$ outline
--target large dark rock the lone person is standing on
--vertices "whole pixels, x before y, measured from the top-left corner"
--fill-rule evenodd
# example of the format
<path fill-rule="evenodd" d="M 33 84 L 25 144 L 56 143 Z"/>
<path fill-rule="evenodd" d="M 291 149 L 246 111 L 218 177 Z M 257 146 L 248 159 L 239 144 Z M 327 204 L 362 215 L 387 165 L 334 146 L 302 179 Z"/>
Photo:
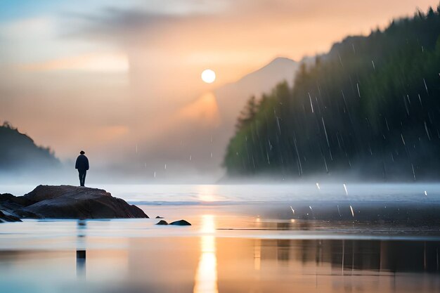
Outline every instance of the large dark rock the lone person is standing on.
<path fill-rule="evenodd" d="M 31 219 L 148 218 L 105 190 L 70 185 L 39 185 L 21 197 L 0 195 L 0 209 Z"/>

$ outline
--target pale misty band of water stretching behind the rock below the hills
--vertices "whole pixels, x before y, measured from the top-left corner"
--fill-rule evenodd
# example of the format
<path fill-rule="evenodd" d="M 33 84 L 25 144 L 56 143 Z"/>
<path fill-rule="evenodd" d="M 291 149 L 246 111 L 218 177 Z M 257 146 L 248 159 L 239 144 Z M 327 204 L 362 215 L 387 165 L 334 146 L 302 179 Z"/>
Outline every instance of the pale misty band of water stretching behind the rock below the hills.
<path fill-rule="evenodd" d="M 24 195 L 34 185 L 1 185 L 2 193 Z M 90 184 L 129 202 L 198 204 L 252 202 L 440 202 L 440 183 L 244 183 Z"/>

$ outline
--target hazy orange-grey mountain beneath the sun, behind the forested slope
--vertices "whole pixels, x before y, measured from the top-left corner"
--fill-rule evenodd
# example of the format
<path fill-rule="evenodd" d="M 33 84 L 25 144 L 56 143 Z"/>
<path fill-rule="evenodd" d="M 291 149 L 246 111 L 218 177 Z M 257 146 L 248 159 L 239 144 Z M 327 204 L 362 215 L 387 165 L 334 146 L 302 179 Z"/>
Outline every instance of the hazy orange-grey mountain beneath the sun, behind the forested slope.
<path fill-rule="evenodd" d="M 138 169 L 156 174 L 156 181 L 194 174 L 198 182 L 202 177 L 212 182 L 224 176 L 221 162 L 242 107 L 252 95 L 260 97 L 278 82 L 292 83 L 298 67 L 293 60 L 276 58 L 237 82 L 220 86 L 184 105 L 162 123 L 161 136 L 143 143 L 148 145 L 148 155 L 138 155 Z"/>

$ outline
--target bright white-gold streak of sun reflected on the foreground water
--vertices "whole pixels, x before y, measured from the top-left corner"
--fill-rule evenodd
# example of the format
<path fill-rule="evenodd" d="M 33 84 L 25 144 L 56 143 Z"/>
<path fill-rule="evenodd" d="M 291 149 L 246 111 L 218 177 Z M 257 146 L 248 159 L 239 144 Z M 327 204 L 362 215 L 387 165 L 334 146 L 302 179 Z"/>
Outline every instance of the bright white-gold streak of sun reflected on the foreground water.
<path fill-rule="evenodd" d="M 200 260 L 195 273 L 194 293 L 217 293 L 217 257 L 214 216 L 202 215 Z"/>

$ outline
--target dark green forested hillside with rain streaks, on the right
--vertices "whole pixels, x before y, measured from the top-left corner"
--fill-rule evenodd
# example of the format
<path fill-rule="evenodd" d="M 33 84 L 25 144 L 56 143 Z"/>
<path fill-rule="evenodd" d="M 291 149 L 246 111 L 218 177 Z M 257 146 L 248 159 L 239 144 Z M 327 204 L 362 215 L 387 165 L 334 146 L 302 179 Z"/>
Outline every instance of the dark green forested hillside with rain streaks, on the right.
<path fill-rule="evenodd" d="M 440 178 L 440 6 L 347 37 L 303 65 L 293 87 L 252 98 L 228 175 Z"/>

Exercise goal
Without including any images, output the data exactly as given.

Response box
$ outline
--target large dark rock the lone person is standing on
--vertices "whole pixels, x before y, measured from the top-left corner"
--fill-rule evenodd
# example of the format
<path fill-rule="evenodd" d="M 33 84 L 25 144 L 56 143 Z"/>
<path fill-rule="evenodd" d="M 291 149 L 246 111 L 218 177 Z M 257 146 L 248 159 L 239 144 Z M 327 204 L 362 215 L 387 165 L 334 146 L 302 179 Z"/>
Photo:
Outline every instance of the large dark rock the lone person is standing on.
<path fill-rule="evenodd" d="M 31 219 L 148 218 L 105 190 L 70 185 L 39 185 L 21 197 L 0 195 L 0 209 Z"/>

$ outline
--target pale misty band of water stretching behind the rock below the hills
--vertices "whole pixels, x before y, measured from the top-left corner"
--fill-rule evenodd
# example of the format
<path fill-rule="evenodd" d="M 33 84 L 25 144 L 56 143 Z"/>
<path fill-rule="evenodd" d="M 291 149 L 246 111 L 218 177 Z M 257 146 L 248 159 L 239 144 Z M 327 204 L 362 215 L 387 165 L 334 146 L 302 179 Z"/>
Outline every instance of the pale misty band of water stretching behind the rock below the hills.
<path fill-rule="evenodd" d="M 24 195 L 34 185 L 1 185 L 2 193 Z M 90 184 L 129 202 L 198 204 L 252 202 L 440 202 L 440 183 L 244 183 Z"/>

$ outline
--target hazy orange-grey mountain beneath the sun, behind the forested slope
--vertices "whole pixels, x before y, measured from the top-left corner"
--fill-rule evenodd
# example of the format
<path fill-rule="evenodd" d="M 33 84 L 25 144 L 56 143 Z"/>
<path fill-rule="evenodd" d="M 291 149 L 246 111 L 218 177 Z M 257 146 L 248 159 L 239 144 Z M 327 204 L 362 215 L 387 165 L 334 146 L 302 179 Z"/>
Outline every instance of the hazy orange-grey mountain beneath the sun, behind the forested slope.
<path fill-rule="evenodd" d="M 138 169 L 156 174 L 156 181 L 194 174 L 198 182 L 202 177 L 212 182 L 224 176 L 221 162 L 242 107 L 252 95 L 260 97 L 278 82 L 292 83 L 298 67 L 293 60 L 276 58 L 237 82 L 220 86 L 184 105 L 162 123 L 161 136 L 143 143 L 148 145 L 148 155 L 138 155 Z"/>

$ outline
--target bright white-gold streak of sun reflected on the foreground water
--vertices "whole pixels, x before y, measured from the top-left corner"
--fill-rule evenodd
# example of the format
<path fill-rule="evenodd" d="M 33 84 L 25 144 L 56 143 Z"/>
<path fill-rule="evenodd" d="M 291 149 L 246 111 L 218 177 Z M 257 146 L 248 159 L 239 144 Z M 327 204 L 362 215 L 387 165 L 334 146 L 302 179 Z"/>
Outline every instance of the bright white-gold streak of sun reflected on the foreground water.
<path fill-rule="evenodd" d="M 200 260 L 195 273 L 194 293 L 217 293 L 217 257 L 214 216 L 202 215 Z"/>

$ outline
--target dark green forested hillside with rain streaks, on the right
--vertices "whole pixels, x before y, measured from the top-left corner"
--fill-rule evenodd
# example of the format
<path fill-rule="evenodd" d="M 33 84 L 25 144 L 56 143 Z"/>
<path fill-rule="evenodd" d="M 291 149 L 246 111 L 218 177 Z M 257 146 L 248 159 L 239 144 Z M 327 204 L 362 215 L 387 165 L 334 146 L 302 179 Z"/>
Outline every instance of the dark green forested hillside with rain streaks, on the right.
<path fill-rule="evenodd" d="M 440 178 L 440 6 L 347 37 L 303 65 L 293 87 L 252 98 L 228 175 Z"/>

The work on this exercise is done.